-- Begin SUPPLIED MATERIAL --
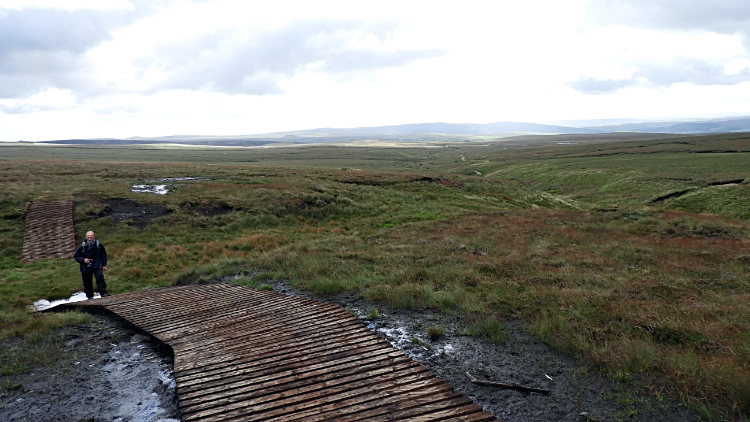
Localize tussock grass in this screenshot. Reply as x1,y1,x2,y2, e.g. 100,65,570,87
0,135,750,416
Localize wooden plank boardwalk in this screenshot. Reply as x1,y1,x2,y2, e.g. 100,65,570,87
64,284,495,422
21,201,76,262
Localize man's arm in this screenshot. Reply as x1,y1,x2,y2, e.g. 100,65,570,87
73,245,85,264
99,243,107,270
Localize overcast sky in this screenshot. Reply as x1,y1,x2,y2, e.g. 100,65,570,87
0,0,750,141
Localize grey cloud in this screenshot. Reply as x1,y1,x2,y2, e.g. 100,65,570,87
0,2,153,100
588,0,750,35
634,58,750,86
569,58,750,94
153,21,445,95
570,77,636,94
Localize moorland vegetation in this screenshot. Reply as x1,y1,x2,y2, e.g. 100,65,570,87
0,134,750,419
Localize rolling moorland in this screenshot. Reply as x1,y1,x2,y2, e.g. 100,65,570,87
0,133,750,420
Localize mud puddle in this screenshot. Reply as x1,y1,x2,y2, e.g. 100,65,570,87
272,282,701,422
130,177,211,195
105,199,169,230
0,315,180,422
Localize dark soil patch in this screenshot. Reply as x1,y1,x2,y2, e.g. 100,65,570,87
417,177,465,189
0,280,701,422
189,204,234,217
0,315,180,422
104,199,170,230
651,188,695,203
268,277,701,422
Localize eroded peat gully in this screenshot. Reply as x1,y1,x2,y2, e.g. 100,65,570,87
58,284,495,421
21,201,76,262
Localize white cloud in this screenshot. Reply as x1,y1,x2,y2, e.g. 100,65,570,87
0,0,750,140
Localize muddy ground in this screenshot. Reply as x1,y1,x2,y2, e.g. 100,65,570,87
0,315,180,422
0,282,701,422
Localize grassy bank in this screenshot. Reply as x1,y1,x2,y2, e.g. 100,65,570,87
0,135,750,418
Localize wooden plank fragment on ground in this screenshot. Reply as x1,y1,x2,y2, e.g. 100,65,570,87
58,284,502,422
21,201,76,262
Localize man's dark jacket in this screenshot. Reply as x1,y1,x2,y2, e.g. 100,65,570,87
73,240,107,273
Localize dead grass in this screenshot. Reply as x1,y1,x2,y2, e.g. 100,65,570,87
242,210,750,414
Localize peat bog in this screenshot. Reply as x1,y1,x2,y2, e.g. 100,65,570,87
0,134,750,420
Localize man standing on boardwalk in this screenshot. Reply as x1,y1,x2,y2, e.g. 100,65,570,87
73,231,109,299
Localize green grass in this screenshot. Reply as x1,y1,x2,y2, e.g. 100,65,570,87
0,134,750,417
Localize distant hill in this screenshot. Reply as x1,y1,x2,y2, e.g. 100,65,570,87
33,117,750,146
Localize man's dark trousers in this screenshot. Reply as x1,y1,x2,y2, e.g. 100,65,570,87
81,267,107,298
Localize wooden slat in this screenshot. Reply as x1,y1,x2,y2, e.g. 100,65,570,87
57,284,495,422
21,201,76,262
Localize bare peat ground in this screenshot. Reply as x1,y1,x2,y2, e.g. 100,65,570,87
273,283,702,422
0,279,701,422
0,315,179,422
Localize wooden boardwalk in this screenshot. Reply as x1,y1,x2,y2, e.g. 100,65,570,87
64,284,495,422
21,201,76,262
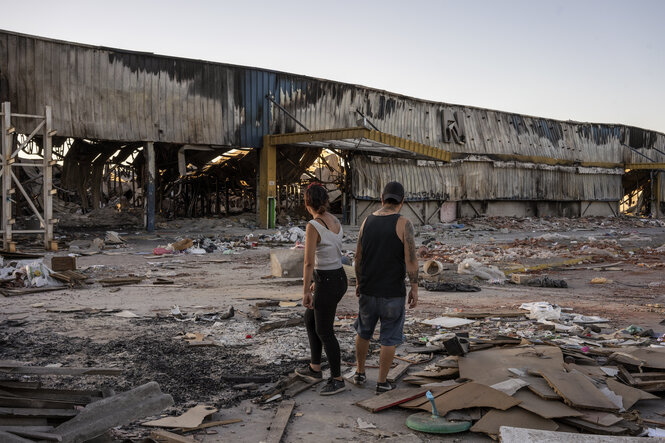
-- End SUPPLIED MATERIAL --
_EXERCISE BRIEF:_
Swap "peat bog" for "blanket bog" in the stretch from the line containing "Localize white cloud" through the line containing "0,315,179,422", and return only those lines with everything else left as it is.

_WRITTEN SOLUTION:_
Localize white cloud in this screenshot. Reply as x1,y1,x2,y2, e.g. 100,65,570,87
0,0,750,140
Localize muddy ground in this screenshot. Reply as x1,y1,x2,y2, e.g. 100,65,570,87
0,315,180,422
0,282,701,422
Localize grassy bank in this screenshot. Reply as x1,y1,x2,y2, e.g. 100,65,570,87
0,135,750,418
Localize wooden plank fragment on ground in this screenshot. Reply as x1,y1,x2,y2, e.g. 100,65,570,87
58,284,502,422
21,201,76,262
Localize man's dark jacket in this screenshot. Reply as x1,y1,x2,y2, e.g. 100,65,570,87
73,240,107,273
Localize dead grass in this screenshot. Reply as x1,y1,x2,y2, e.g. 100,65,570,87
242,210,750,414
Localize blanket bog in this screenshot. Reply as x1,y1,x2,y2, e.g. 100,65,570,87
0,134,750,420
Localize man standing on boardwalk in this screenshot. Reply as x1,y1,x2,y2, e.g. 100,65,570,87
73,231,109,299
Localize green grass in this screenshot. Reply as x1,y1,x2,y2, e.g. 100,65,570,87
0,134,750,417
Localize distant hill in this screenshot. Reply as x1,y1,x2,y2, e.g. 100,65,570,87
33,117,750,146
Localize man's dark trousers in this screenshot. Reply as x1,y1,x2,y2, e.g. 100,65,570,87
81,267,107,298
Localize wooden slat in this screenshot. Reply as x1,y1,x2,y2, e.g. 100,65,570,87
57,284,495,422
21,201,76,262
Localize bare peat ground in this screenshot. Reply as x1,y1,x2,y2, e.g. 100,65,570,87
273,283,702,422
0,279,701,422
0,315,179,422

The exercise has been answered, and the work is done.